TASK TO COMPLETE.
Restate the records below word for word, leaving nothing out.

(Stored data entries)
_ _ _ _ _
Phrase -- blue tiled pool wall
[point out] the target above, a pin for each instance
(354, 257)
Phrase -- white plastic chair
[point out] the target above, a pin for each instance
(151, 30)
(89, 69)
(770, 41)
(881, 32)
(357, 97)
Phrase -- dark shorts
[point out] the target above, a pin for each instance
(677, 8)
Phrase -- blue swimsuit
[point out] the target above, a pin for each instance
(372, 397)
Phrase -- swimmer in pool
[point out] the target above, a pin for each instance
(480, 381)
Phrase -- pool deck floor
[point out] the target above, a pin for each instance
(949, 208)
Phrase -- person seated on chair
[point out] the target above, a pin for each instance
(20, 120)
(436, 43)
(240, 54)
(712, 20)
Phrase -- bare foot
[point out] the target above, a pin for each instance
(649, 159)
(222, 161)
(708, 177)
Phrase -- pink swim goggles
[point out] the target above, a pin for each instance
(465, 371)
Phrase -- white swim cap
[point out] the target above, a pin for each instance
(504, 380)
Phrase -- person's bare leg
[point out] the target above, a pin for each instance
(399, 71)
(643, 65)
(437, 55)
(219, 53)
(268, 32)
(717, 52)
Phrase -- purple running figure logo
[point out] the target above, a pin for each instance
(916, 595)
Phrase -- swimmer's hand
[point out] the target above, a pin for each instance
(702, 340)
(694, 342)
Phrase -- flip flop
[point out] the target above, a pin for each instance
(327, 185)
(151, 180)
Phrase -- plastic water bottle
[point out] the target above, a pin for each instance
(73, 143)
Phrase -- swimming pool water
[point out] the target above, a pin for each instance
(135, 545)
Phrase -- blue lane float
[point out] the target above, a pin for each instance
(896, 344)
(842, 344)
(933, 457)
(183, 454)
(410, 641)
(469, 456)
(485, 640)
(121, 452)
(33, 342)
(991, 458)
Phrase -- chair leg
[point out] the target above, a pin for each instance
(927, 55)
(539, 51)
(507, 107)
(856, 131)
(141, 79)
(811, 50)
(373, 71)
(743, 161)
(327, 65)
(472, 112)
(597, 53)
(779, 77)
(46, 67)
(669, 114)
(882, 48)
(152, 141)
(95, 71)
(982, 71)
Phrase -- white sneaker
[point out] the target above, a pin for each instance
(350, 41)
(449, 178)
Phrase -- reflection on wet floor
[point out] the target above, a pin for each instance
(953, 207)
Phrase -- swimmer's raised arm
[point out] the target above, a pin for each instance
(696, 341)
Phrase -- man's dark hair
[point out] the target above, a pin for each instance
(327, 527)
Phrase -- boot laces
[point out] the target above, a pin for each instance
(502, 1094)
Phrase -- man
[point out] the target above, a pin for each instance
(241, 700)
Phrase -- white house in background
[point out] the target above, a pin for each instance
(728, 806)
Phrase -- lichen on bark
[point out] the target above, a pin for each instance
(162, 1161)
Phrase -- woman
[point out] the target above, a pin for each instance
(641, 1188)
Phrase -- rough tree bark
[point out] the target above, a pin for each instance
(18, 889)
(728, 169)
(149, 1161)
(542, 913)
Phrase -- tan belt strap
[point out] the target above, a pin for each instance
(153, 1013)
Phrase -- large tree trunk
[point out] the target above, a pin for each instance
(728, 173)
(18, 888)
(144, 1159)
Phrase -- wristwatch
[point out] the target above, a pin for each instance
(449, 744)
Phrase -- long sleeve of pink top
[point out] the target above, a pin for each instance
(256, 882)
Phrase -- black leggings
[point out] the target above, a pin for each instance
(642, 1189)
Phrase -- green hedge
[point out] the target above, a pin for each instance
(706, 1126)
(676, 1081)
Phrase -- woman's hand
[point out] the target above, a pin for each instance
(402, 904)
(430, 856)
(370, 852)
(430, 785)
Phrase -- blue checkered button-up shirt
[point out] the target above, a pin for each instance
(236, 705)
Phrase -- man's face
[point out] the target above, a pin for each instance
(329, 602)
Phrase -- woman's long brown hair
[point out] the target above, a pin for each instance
_ _ _ _ _
ANSWER BOX.
Phrase -- blue tiled pool wall
[point out] the target above, a pin for each instance
(354, 257)
Phrase -- white plastic chair
[point out] the target above, a pin for each instance
(151, 30)
(89, 69)
(770, 41)
(881, 32)
(357, 97)
Phrase -- dark shorts
[point out] the target above, a pin for each instance
(677, 8)
Phrase -- blue swimsuit
[point out] the target above, a pin for each instance
(372, 397)
Phrase -- swimmer in pool
[point out] the target above, a pin for each instance
(480, 381)
Phrase -- pool deck floor
[point out] the target above, a pin for each instance
(949, 208)
Phrase -- person seated on chair
[point out] the target above, a pin for each instance
(20, 120)
(436, 43)
(240, 54)
(712, 20)
Phrase -- bare foot
[point out] the target above, a pin for each instance
(649, 159)
(222, 161)
(708, 177)
Phrase -- pink swim goggles
[point out] the target above, a pin for each instance
(465, 371)
Phrase -- white swim cap
[point out] the target above, a pin for each instance
(504, 380)
Phrase -- person's bare leg
[point out] the target above, a pin for each instance
(399, 71)
(643, 65)
(437, 55)
(219, 53)
(268, 32)
(717, 52)
Phrase -- purple running figure logo
[point out] the target above, a pin for each instance
(916, 595)
Phrase -- swimmer's hand
[point out] the target above, a pin for each instance
(702, 340)
(694, 342)
Phrase -- flip flop
[point out] the target above, a pin for each instance
(327, 185)
(151, 180)
Phrase -- plastic water bottle
[point out] the target above, a pin for each instance
(73, 143)
Phrase -- swimming pool water
[point out] the target above, a pin for each instance
(135, 545)
Phrase -- blue lane float
[point out] the target above, a pin for each instance
(896, 344)
(842, 344)
(933, 457)
(183, 454)
(410, 641)
(469, 456)
(485, 640)
(121, 452)
(33, 342)
(991, 458)
Phrase -- chair leg
[point out] the target above, a pin for each instance
(927, 55)
(539, 51)
(507, 107)
(856, 131)
(141, 79)
(811, 50)
(373, 71)
(743, 161)
(327, 65)
(472, 112)
(597, 53)
(779, 77)
(46, 67)
(669, 114)
(882, 48)
(152, 141)
(95, 71)
(982, 71)
Phrase -- white sneaker
[point out] the target above, a pin for each instance
(350, 41)
(449, 178)
Phrase -- reflection on wet floor
[point out] the target above, a pin for each instance
(953, 207)
Phrase -- swimmer's raised arm
[point out] the target above, a pin for each instance
(696, 341)
Phrase -- man's dark hair
[point out] the target above, a pin for each instance
(327, 527)
Phrase -- boot laces
[point out] the target above, a pin for each instance
(502, 1094)
Phrase -- man
[point out] the target above, a pin for each instance
(241, 700)
Phrase -- white house in background
[point out] the target above, a pin for each instance
(728, 806)
Phrase -- lichen on bark
[point out] the target above, a pin for each instance
(162, 1161)
Phrase -- woman
[point out] the target above, a pin for each instance
(641, 1188)
Phrase -- rough tree bark
[point out] the target above, a pin for each instance
(18, 889)
(728, 169)
(149, 1161)
(542, 913)
Phrase -- tan belt strap
[point out] the target above, a pin for each instance
(153, 1013)
Phrase -- large tree trunk
[point out] the target above, a pin for each instance
(728, 173)
(18, 888)
(144, 1159)
Phrase -- wristwatch
[point out] the target above, a pin for each instance
(449, 744)
Phrase -- long sleeve of pink top
[point out] the target above, a pin for each instance
(256, 882)
Phrase -- black leggings
[point out] the target above, a pin for each instance
(642, 1189)
Phrase -- green hedge
[point out] the target above, a pin for each instance
(706, 1126)
(676, 1081)
Phrase -- woman's hand
[point out] the target above, a pin for each instance
(402, 904)
(430, 856)
(370, 852)
(430, 785)
Phrase -- blue checkered button-up shirt
[point out] the target above, a pin for each instance
(236, 705)
Phrase -- man's face
[point out] the target above, a pin for each instance
(329, 602)
Phrase -- woman's long brown hair
[point out] the target above, a pin for each instance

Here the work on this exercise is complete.